Exercises
A – Quote the passage on woolly Darling pea verbatim between "Swainsona burkittii, commonly" and "dark reddish-purple flowers.", inclusive.
B – Answer these questions from the passage on woolly Darling pea:
(i) To which plant family does the species belong?
(ii) What color are the petals?
(iii) How long are the stipules at the base of the leaves?
C – Continue the passage on woolly Darling pea from its last sentence.

Text provided

Swainsona burkittii, commonly known as woolly Darling pea, is a species of flowering plant in the family Fabaceae and is endemic to inland Australia. It is an erect or low-lying perennial with imparipinnate leaves usually with 15 to 30 egg-shaped to more or less circular leaflets, and racemes of up to fifty dark reddish-purple flowers.

==Description==
Swainsona burkittii is an erect or low-lying perennial subshrub that typically grows to a height of 1 m with its stems densely covered with soft hairs. Its leaves are imparipinnate, 8–15 cm long with stipules 3–6 mm long at the base. There are 15 to 30 oblong leaflets with the narrower end towards the base, sometimes more or less circular, 2–15 mm and 2–10 mm wide. Both sides of the leaflets are covered with soft hairs. The flowers are arranged in racemes 8–10 mm long of up to 50, each flower on a pedicel about 2 mm long. The sepals are 5–7 mm long and joined at the base, the sepal lobes narrowly triangular and longer than the sepal tube. The petals are dark reddish-purple, the standard petal is 8–11 mm long, the wings are oblong 5–8 mm long, and the keel 7–10 mm long on a claw up to 3 mm long. The fruit is a more or less spherical pod 7–8 mm long and about 5 mm wide and woolly-hairy.

Listed records
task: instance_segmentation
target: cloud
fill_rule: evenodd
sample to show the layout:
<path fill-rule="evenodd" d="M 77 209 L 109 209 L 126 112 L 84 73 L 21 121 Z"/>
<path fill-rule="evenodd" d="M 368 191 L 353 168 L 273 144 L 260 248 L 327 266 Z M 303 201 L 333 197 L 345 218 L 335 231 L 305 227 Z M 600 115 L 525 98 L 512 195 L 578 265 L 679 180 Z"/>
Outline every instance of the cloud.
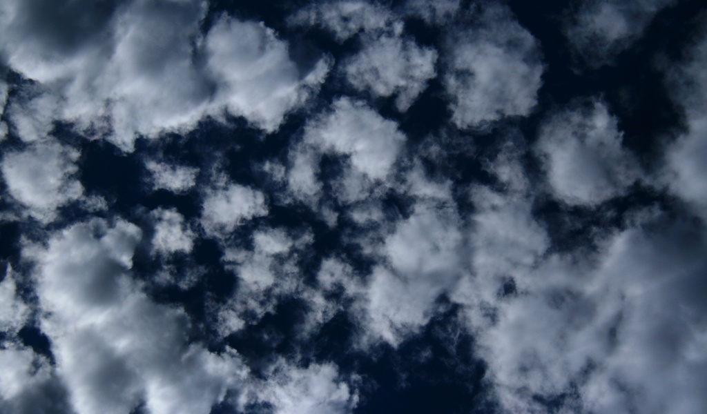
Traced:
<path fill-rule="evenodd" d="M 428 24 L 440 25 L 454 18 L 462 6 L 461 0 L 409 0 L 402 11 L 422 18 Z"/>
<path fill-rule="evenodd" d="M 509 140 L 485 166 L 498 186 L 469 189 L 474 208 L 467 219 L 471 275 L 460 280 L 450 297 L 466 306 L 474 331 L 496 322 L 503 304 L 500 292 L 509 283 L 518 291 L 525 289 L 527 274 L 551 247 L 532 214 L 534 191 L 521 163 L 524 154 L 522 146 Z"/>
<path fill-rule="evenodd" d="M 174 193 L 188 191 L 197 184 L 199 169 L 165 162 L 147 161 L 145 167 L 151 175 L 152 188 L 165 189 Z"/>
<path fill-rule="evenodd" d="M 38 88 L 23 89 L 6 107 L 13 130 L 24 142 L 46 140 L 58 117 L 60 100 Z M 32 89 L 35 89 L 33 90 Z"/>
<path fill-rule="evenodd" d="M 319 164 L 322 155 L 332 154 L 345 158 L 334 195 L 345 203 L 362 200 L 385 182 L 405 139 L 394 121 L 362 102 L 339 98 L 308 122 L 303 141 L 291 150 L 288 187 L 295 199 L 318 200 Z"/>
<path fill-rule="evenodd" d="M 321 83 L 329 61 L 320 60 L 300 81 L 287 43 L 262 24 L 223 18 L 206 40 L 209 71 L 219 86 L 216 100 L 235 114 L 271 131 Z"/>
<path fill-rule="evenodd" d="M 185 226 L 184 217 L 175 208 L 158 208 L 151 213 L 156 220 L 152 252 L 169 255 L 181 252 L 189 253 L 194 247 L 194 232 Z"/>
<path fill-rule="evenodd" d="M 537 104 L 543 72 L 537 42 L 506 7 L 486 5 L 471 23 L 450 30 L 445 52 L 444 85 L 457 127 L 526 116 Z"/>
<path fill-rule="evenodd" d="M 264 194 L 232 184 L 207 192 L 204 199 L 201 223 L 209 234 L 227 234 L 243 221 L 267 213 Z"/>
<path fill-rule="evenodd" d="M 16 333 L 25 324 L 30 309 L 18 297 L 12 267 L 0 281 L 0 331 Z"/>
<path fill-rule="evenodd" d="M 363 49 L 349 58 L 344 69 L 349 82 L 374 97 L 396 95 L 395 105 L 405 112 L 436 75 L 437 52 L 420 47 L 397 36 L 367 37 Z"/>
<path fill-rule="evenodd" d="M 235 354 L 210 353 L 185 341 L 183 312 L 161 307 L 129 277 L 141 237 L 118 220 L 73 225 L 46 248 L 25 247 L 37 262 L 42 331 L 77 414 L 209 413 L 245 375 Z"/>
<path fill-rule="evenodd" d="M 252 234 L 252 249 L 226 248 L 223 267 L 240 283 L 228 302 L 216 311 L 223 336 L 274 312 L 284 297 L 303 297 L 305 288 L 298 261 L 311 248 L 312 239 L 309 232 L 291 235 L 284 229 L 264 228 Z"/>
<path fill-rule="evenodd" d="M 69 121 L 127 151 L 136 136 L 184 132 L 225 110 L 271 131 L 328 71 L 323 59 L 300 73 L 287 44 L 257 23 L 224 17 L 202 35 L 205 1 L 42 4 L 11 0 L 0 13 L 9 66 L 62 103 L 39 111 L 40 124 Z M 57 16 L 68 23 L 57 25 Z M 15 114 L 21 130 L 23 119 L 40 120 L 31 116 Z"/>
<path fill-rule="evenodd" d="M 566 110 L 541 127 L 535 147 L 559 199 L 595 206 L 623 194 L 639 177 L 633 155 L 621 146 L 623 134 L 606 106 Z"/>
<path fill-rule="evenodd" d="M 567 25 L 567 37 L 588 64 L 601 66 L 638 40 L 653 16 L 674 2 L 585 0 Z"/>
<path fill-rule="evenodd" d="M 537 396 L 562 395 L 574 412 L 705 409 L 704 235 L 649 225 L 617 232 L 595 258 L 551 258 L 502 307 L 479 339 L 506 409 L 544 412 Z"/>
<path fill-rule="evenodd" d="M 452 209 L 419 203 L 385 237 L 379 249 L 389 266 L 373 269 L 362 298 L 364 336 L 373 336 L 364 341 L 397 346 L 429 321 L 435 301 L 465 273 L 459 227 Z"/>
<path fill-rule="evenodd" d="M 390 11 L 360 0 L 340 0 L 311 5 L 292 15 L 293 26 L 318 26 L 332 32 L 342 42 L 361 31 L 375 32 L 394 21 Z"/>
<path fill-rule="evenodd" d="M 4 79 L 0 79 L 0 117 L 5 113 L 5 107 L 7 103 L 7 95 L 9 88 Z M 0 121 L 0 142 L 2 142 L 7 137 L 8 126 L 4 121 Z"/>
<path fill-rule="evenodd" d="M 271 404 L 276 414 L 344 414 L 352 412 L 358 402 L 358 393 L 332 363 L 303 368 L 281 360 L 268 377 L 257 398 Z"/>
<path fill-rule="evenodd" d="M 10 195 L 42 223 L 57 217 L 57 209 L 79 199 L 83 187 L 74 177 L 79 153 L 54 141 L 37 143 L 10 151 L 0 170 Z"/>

Results for each task
A –
Swainsona burkittii, commonly known as woolly Darling pea, is a species of flowering plant in the family Fabaceae and is endemic to inland Australia. It is an erect or low-lying perennial with imparipinnate leaves usually with 15 to 30 egg-shaped to more or less circular leaflets, and racemes of up to fifty dark reddish-purple flowers.

B –
(i) Fabaceae
(ii) Dark reddish-purple
(iii) 3–6 mm long

C –
==Taxonomy and naming==
Swainsona burkittii was first formally described in 1864 by George Bentham in Flora Australiensis from an unpublished description of Ferdinand von Mueller. Bentham's description was published in his Flora Australiensis. The specific epithet (burkittii) honours J. Burkitt, who collected for von Mueller.

==Distribution and habitat==
This species of swainsona grows in shrubland and sparse woodland in the far west of New South Wales and the Flinders Ranges and Eyre Peninsula of South Australia.